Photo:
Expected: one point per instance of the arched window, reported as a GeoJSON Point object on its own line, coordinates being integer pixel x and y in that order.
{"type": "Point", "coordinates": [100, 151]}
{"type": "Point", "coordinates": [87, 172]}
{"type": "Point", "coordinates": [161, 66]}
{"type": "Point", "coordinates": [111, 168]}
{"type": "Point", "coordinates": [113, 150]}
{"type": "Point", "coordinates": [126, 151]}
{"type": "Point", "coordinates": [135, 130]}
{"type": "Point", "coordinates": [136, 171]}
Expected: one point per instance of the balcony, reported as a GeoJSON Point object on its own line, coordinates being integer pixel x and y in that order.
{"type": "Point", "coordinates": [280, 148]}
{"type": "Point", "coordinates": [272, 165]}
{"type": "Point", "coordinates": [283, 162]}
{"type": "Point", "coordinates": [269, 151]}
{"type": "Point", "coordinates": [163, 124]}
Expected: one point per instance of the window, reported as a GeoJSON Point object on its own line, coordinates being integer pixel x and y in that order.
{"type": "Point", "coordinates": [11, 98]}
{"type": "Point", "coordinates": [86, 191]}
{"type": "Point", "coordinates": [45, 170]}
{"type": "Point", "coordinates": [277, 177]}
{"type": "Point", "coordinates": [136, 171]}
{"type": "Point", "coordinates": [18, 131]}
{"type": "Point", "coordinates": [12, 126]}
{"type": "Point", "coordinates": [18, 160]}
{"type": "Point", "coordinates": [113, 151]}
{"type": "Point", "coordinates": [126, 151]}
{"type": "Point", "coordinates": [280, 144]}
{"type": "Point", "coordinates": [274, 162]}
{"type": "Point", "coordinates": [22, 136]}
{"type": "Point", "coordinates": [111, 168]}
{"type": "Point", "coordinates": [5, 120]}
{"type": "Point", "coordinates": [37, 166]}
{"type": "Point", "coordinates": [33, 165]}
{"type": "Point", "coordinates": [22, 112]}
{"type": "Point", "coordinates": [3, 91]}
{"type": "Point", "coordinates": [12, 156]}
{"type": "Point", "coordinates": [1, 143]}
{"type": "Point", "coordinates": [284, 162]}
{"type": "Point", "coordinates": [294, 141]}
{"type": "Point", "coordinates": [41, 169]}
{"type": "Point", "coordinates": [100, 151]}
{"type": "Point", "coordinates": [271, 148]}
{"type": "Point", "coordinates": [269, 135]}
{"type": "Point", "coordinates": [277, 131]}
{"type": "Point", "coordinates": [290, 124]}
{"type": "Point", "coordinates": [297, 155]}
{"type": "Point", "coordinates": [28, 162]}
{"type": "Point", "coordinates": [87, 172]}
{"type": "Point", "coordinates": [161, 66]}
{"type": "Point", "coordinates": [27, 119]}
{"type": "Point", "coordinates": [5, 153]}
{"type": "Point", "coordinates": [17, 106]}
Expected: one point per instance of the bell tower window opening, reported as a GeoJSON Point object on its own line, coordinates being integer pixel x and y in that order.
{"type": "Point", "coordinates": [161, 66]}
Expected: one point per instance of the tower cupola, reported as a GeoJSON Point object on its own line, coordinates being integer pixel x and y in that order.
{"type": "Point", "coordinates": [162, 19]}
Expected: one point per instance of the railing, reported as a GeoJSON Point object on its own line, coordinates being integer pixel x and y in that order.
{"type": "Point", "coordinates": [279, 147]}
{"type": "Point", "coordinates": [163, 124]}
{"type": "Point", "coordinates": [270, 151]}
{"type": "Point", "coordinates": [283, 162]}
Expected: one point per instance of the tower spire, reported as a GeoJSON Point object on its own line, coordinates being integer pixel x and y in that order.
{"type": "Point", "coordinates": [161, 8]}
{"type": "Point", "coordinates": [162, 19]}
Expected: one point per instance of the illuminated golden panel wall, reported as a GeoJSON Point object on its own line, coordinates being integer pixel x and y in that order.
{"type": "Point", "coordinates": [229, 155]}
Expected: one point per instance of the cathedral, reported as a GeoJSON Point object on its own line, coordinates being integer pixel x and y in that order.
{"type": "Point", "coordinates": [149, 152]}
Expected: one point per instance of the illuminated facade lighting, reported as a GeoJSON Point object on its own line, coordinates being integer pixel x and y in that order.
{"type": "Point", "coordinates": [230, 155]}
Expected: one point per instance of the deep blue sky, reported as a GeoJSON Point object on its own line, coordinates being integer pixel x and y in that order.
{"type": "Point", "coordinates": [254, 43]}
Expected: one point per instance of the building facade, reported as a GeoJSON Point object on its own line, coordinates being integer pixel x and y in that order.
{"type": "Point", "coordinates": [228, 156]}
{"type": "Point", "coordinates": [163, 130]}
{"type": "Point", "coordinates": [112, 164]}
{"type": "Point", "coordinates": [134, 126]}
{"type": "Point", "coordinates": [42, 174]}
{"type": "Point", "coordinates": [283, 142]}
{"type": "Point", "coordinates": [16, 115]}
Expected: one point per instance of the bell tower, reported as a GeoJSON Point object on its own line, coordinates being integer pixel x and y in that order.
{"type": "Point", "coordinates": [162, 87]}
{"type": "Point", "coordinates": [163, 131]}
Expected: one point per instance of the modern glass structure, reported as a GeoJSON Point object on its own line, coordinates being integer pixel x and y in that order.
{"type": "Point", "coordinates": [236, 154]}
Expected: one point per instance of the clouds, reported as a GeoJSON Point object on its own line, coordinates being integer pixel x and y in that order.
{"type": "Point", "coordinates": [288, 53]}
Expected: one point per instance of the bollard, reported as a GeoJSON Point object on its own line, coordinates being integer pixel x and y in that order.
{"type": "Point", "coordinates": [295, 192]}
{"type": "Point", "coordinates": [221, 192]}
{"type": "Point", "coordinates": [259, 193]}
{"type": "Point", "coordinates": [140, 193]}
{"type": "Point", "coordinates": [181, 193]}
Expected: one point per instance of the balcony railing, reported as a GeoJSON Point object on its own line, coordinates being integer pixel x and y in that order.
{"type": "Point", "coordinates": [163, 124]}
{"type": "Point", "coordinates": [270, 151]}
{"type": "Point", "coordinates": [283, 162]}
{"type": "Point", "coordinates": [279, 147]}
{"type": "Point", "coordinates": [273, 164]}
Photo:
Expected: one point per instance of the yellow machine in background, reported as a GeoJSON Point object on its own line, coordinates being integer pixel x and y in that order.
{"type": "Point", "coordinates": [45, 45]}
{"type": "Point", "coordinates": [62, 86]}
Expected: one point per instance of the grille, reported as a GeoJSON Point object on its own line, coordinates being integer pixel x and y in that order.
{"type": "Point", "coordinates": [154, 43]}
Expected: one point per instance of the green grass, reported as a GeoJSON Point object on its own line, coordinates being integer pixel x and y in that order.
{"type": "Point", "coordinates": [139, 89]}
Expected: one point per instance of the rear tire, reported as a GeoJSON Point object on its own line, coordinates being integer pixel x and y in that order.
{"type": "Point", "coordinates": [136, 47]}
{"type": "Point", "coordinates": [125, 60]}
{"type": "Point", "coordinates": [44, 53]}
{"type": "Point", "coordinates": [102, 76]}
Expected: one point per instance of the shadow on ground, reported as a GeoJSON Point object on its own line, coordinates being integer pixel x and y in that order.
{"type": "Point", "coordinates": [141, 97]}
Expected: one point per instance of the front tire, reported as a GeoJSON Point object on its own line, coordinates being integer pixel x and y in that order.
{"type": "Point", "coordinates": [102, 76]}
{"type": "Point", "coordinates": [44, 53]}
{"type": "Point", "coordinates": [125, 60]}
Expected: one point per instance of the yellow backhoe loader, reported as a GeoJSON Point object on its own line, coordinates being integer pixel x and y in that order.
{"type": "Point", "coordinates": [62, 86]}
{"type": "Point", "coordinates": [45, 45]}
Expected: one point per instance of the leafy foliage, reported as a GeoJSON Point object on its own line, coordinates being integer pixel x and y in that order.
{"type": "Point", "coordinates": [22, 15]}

*****

### PROBLEM
Reproduce the data, keeping every line exactly the same.

### RIGHT ANSWER
Photo:
Expected: one point per instance of the arched window, reported as a GeoJSON Point object on its own line, coordinates being integer pixel x and y in that order.
{"type": "Point", "coordinates": [100, 151]}
{"type": "Point", "coordinates": [87, 172]}
{"type": "Point", "coordinates": [161, 66]}
{"type": "Point", "coordinates": [111, 168]}
{"type": "Point", "coordinates": [113, 150]}
{"type": "Point", "coordinates": [126, 151]}
{"type": "Point", "coordinates": [135, 130]}
{"type": "Point", "coordinates": [136, 171]}
Expected: one point per instance of the balcony, reported as a GeoJSON Point object on its own line, coordinates being integer pixel x and y in that order.
{"type": "Point", "coordinates": [280, 148]}
{"type": "Point", "coordinates": [272, 165]}
{"type": "Point", "coordinates": [283, 162]}
{"type": "Point", "coordinates": [269, 151]}
{"type": "Point", "coordinates": [163, 124]}
Expected: one point per instance of the window, reported as a GeoJSON Point object on its own line, coordinates being integer pixel x and y in that order.
{"type": "Point", "coordinates": [11, 98]}
{"type": "Point", "coordinates": [86, 191]}
{"type": "Point", "coordinates": [45, 170]}
{"type": "Point", "coordinates": [277, 177]}
{"type": "Point", "coordinates": [136, 171]}
{"type": "Point", "coordinates": [18, 131]}
{"type": "Point", "coordinates": [12, 126]}
{"type": "Point", "coordinates": [18, 160]}
{"type": "Point", "coordinates": [113, 151]}
{"type": "Point", "coordinates": [126, 151]}
{"type": "Point", "coordinates": [280, 144]}
{"type": "Point", "coordinates": [274, 162]}
{"type": "Point", "coordinates": [22, 136]}
{"type": "Point", "coordinates": [111, 168]}
{"type": "Point", "coordinates": [5, 120]}
{"type": "Point", "coordinates": [37, 166]}
{"type": "Point", "coordinates": [33, 165]}
{"type": "Point", "coordinates": [22, 112]}
{"type": "Point", "coordinates": [3, 91]}
{"type": "Point", "coordinates": [12, 156]}
{"type": "Point", "coordinates": [1, 143]}
{"type": "Point", "coordinates": [284, 162]}
{"type": "Point", "coordinates": [294, 141]}
{"type": "Point", "coordinates": [41, 169]}
{"type": "Point", "coordinates": [100, 151]}
{"type": "Point", "coordinates": [271, 148]}
{"type": "Point", "coordinates": [269, 135]}
{"type": "Point", "coordinates": [277, 131]}
{"type": "Point", "coordinates": [290, 124]}
{"type": "Point", "coordinates": [297, 155]}
{"type": "Point", "coordinates": [28, 162]}
{"type": "Point", "coordinates": [87, 172]}
{"type": "Point", "coordinates": [161, 66]}
{"type": "Point", "coordinates": [27, 119]}
{"type": "Point", "coordinates": [5, 153]}
{"type": "Point", "coordinates": [17, 106]}
Expected: one point per instance of the bell tower window opening, reported as a GeoJSON Point object on its own line, coordinates being integer pixel x and y in that order.
{"type": "Point", "coordinates": [161, 66]}
Expected: one point per instance of the tower cupola, reported as a GeoJSON Point object on its own line, coordinates being integer pixel x and y in that order.
{"type": "Point", "coordinates": [162, 19]}
Expected: one point per instance of the railing, reported as a GeoJSON Point object on its own line, coordinates being integer pixel x and y in that order.
{"type": "Point", "coordinates": [279, 147]}
{"type": "Point", "coordinates": [163, 124]}
{"type": "Point", "coordinates": [270, 151]}
{"type": "Point", "coordinates": [283, 162]}
Expected: one point per instance of the tower spire, reported as a GeoJSON Point object on its own line, coordinates being integer pixel x and y in that order.
{"type": "Point", "coordinates": [161, 8]}
{"type": "Point", "coordinates": [162, 19]}
Expected: one point per instance of the illuminated golden panel wall, reported as a GeoJSON Point object on its own line, coordinates being integer pixel x and y in that order.
{"type": "Point", "coordinates": [229, 155]}
Expected: one point per instance of the cathedral, reported as a GeoJSON Point object on its own line, coordinates being integer pixel x and y in that order.
{"type": "Point", "coordinates": [149, 152]}
Expected: one point per instance of the illuminated facade lighting, reported as a GeoJSON Point object on its own line, coordinates being integer pixel x and y in that order.
{"type": "Point", "coordinates": [230, 155]}
Expected: one point per instance of the deep blue sky, reported as a GeoJSON Point object on its own line, coordinates being integer pixel x and y in that order.
{"type": "Point", "coordinates": [254, 43]}
Expected: one point per instance of the building facade, reported as a GeoJSON Point object on its own line, coordinates being integer pixel x and y in that order.
{"type": "Point", "coordinates": [228, 156]}
{"type": "Point", "coordinates": [163, 130]}
{"type": "Point", "coordinates": [112, 164]}
{"type": "Point", "coordinates": [134, 126]}
{"type": "Point", "coordinates": [42, 174]}
{"type": "Point", "coordinates": [283, 142]}
{"type": "Point", "coordinates": [16, 115]}
Expected: one point per instance of the bell tower, reported as a GeoJSON Point object on its own line, coordinates being integer pixel x and y in that order.
{"type": "Point", "coordinates": [162, 87]}
{"type": "Point", "coordinates": [163, 131]}
Expected: one point per instance of the modern glass structure, reported as a GeoJSON Point object on its own line, coordinates being integer pixel x and y in that order.
{"type": "Point", "coordinates": [236, 154]}
Expected: one point per instance of the clouds, reported as a GeoJSON Point object on its own line, coordinates being integer pixel x and y in that order.
{"type": "Point", "coordinates": [288, 53]}
Expected: one point per instance of the bollard, reported as a GeoJSON Point object on its own line, coordinates being integer pixel x and y in that order.
{"type": "Point", "coordinates": [295, 192]}
{"type": "Point", "coordinates": [221, 192]}
{"type": "Point", "coordinates": [259, 193]}
{"type": "Point", "coordinates": [140, 193]}
{"type": "Point", "coordinates": [181, 193]}
Expected: one point per instance of the balcony railing, reported as a GeoJSON Point object on its own line, coordinates being integer pixel x and y in that order.
{"type": "Point", "coordinates": [163, 124]}
{"type": "Point", "coordinates": [270, 151]}
{"type": "Point", "coordinates": [283, 162]}
{"type": "Point", "coordinates": [279, 147]}
{"type": "Point", "coordinates": [273, 164]}
Photo:
Expected: one point per instance of the yellow machine in background, reported as a GeoJSON Point object on its own line, coordinates being integer pixel x and y in that order.
{"type": "Point", "coordinates": [45, 45]}
{"type": "Point", "coordinates": [62, 86]}
Expected: one point per instance of the grille, reported as a GeoJSON Point object on its own line, coordinates being integer pixel x and y in that order.
{"type": "Point", "coordinates": [154, 43]}
Expected: one point per instance of the green grass, reported as a GeoJSON Point object on its own line, coordinates being integer pixel x and y in that order.
{"type": "Point", "coordinates": [139, 89]}
Expected: one point per instance of the rear tire, reported as a GeoJSON Point object on its own line, coordinates being integer pixel x and y in that order.
{"type": "Point", "coordinates": [136, 47]}
{"type": "Point", "coordinates": [125, 60]}
{"type": "Point", "coordinates": [44, 53]}
{"type": "Point", "coordinates": [102, 76]}
Expected: one point per instance of the shadow on ground, reported as a GeoJSON Point object on its own line, coordinates being integer pixel x and y in that order.
{"type": "Point", "coordinates": [141, 97]}
Expected: one point per instance of the front tire, reported as a GeoJSON Point object on its own line, coordinates being integer pixel x and y in that order.
{"type": "Point", "coordinates": [102, 76]}
{"type": "Point", "coordinates": [44, 53]}
{"type": "Point", "coordinates": [125, 60]}
Expected: one point per instance of the yellow backhoe loader, reported as a GeoJSON Point object on its own line, coordinates being integer pixel x and y in that order.
{"type": "Point", "coordinates": [62, 86]}
{"type": "Point", "coordinates": [45, 45]}
Expected: one point per instance of the leafy foliage, reported as a GeoJSON Point object on its own line, coordinates being integer pixel x and y in that order.
{"type": "Point", "coordinates": [22, 15]}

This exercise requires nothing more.